* _WRITTEN EXERCISE_: Transcribe the listing below word for word.
+===+
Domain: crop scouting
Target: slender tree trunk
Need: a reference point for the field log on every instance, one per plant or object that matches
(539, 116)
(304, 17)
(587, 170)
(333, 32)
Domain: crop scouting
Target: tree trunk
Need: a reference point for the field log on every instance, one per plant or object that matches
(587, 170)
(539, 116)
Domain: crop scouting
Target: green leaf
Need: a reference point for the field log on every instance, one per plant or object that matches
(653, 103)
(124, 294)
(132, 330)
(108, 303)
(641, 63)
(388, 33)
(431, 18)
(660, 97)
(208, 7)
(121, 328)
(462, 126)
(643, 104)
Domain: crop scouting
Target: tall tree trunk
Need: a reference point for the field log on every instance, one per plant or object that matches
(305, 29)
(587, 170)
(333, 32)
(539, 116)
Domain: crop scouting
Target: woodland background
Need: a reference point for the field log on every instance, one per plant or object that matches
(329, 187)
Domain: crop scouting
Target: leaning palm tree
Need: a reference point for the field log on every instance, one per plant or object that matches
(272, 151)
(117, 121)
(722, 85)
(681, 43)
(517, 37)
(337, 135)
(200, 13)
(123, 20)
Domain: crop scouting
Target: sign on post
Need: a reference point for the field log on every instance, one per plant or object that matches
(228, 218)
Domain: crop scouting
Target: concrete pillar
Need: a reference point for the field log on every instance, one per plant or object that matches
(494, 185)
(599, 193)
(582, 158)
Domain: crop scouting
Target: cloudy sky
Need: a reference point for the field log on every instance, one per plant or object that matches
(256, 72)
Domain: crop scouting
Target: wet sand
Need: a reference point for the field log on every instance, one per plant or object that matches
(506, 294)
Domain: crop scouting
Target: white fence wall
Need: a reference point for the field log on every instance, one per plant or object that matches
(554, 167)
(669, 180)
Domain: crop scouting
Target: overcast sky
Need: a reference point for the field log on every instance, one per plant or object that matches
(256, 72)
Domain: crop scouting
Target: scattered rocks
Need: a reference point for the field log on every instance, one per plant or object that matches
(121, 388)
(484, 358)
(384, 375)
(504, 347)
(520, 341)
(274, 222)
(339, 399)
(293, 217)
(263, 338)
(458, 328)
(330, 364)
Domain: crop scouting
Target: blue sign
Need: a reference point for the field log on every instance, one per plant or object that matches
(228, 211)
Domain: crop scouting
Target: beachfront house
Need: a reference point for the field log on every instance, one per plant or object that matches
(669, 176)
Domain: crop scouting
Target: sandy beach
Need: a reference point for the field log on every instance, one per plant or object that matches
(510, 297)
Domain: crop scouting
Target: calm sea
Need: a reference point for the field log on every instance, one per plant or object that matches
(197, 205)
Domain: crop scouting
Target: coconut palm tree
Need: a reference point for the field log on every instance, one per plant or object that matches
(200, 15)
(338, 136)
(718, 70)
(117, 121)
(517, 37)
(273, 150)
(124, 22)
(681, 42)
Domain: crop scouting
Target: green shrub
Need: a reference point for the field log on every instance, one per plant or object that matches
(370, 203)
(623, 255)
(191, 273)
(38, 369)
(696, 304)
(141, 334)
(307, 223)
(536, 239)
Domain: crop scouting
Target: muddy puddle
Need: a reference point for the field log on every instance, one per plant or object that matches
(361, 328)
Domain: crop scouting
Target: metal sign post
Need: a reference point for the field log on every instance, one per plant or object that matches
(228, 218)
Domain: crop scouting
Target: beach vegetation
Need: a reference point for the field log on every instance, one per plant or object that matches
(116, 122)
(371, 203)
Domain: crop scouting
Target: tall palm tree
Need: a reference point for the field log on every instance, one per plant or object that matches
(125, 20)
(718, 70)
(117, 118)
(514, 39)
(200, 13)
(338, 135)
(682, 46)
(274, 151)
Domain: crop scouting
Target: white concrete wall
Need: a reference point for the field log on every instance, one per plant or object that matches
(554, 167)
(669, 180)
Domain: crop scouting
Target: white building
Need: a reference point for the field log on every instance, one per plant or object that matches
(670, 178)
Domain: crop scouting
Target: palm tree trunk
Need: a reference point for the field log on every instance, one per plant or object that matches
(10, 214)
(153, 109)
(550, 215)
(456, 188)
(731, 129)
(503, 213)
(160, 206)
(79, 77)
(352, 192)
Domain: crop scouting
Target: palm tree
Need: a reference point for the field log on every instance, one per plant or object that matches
+===+
* _TASK OUTPUT_:
Domain: crop scouting
Target: slender tree trunk
Need: a reference point for the field log on every instance, one per plant or object that matches
(539, 116)
(304, 17)
(587, 170)
(333, 32)
Domain: crop scouting
Target: tree trunk
Need: a reference point for the field log on every instance, one per plant or object that matches
(587, 170)
(539, 116)
Domain: crop scouting
Target: green leaf
Need: a reference point for the field log on every instance, one per plant or object that matches
(653, 103)
(124, 294)
(132, 330)
(108, 303)
(641, 63)
(388, 33)
(431, 18)
(660, 97)
(208, 7)
(121, 328)
(462, 126)
(643, 104)
Domain: crop scouting
Target: tall tree trunk
Need: a reference point for the field log on every instance, one per plant or object that matches
(305, 29)
(587, 170)
(333, 32)
(539, 116)
Domain: crop scouting
Target: woodland background
Need: a reference point for the field log on every instance, one per plant or object that matches
(329, 187)
Domain: crop scouting
Target: leaning palm tree
Need: a reference point for the field log on every instance, one per plant or object that matches
(272, 151)
(117, 121)
(722, 85)
(681, 43)
(517, 37)
(337, 135)
(200, 13)
(123, 20)
Domain: crop scouting
Target: sign on post
Need: a reference point for the field log on every instance, one per plant or object that matches
(228, 218)
Domain: crop scouting
Target: concrete pillar
Need: a reference point for the field log on every instance, one per plant or object that matches
(494, 185)
(599, 193)
(582, 158)
Domain: crop scouting
Target: cloudy sky
Need: a reference point for the field log on every instance, one per plant or object that matches
(256, 72)
Domain: crop scouting
Target: wet sand
Need: a reference point for the field log on every instance, one per plant or object that matches
(506, 294)
Domain: crop scouting
Target: white fence wall
Need: a reference point for the field log on every instance, one per plant or object that matches
(554, 167)
(669, 180)
Domain: crop scouting
Target: overcast sky
Need: a reference point for the field log on every instance, one per plant or object that matches
(256, 72)
Domain: crop scouting
Target: scattered rocks
Need: a reference point for the field log on every instance, one per plant or object that matches
(121, 388)
(484, 358)
(384, 375)
(504, 347)
(520, 341)
(274, 222)
(339, 399)
(293, 217)
(263, 338)
(458, 328)
(330, 364)
Domain: crop scouting
Target: blue sign
Need: a reference point for the field log on every instance, one per plant or object that matches
(228, 211)
Domain: crop scouting
Target: beachfront house
Need: a reference point for the field log on every instance, one per plant or object that matches
(669, 176)
Domain: crop scouting
Target: sandy beach
Need: a reference point for the field log on every instance, one per plant or object that matches
(510, 297)
Domain: crop scouting
Target: calm sea
Need: a reference point for the field log on every instance, one per plant or object that matches
(197, 205)
Domain: crop scouting
Target: coconut palm tree
Need: a reference point for the field log on every instance, one per plant or object that matches
(200, 15)
(338, 136)
(718, 70)
(117, 121)
(517, 37)
(273, 150)
(124, 22)
(681, 42)
Domain: crop scouting
Target: green shrub
Need: a reference point for the field log on every instance, one per plant or object that matches
(370, 203)
(623, 255)
(191, 273)
(38, 369)
(696, 304)
(141, 334)
(307, 223)
(536, 239)
Domain: crop scouting
Target: muddy puddle
Need: a reference point for the field log on every instance, one per plant or object that matches
(361, 328)
Domain: crop scouting
Target: metal sign post
Need: a reference point for the field log on every instance, one per plant or object that matches
(228, 218)
Domain: crop scouting
Target: beach vegetation
Need: a reference point for the field log on every instance, one per plant or object that matches
(116, 122)
(371, 203)
Domain: crop scouting
Target: tall palm tree
Need: a reference point for the field log on every instance, one per plant or object that matches
(125, 20)
(718, 70)
(117, 118)
(514, 39)
(200, 13)
(338, 135)
(682, 46)
(274, 151)
Domain: crop scouting
Target: white concrete wall
Need: a reference point for the field log on every instance, one per plant or object that matches
(554, 167)
(669, 180)
Domain: crop scouting
Target: white building
Need: a reference point for the field log on every instance, one per plant or object that matches
(670, 178)
Domain: crop scouting
Target: palm tree trunk
Need: a reference point for the field log on every instance, one per plant or object that matches
(10, 214)
(153, 109)
(550, 215)
(456, 188)
(731, 129)
(503, 213)
(160, 206)
(79, 77)
(352, 192)
Domain: crop scouting
Target: palm tree
Need: a reference point for the field log on every instance, one per plant or object that matches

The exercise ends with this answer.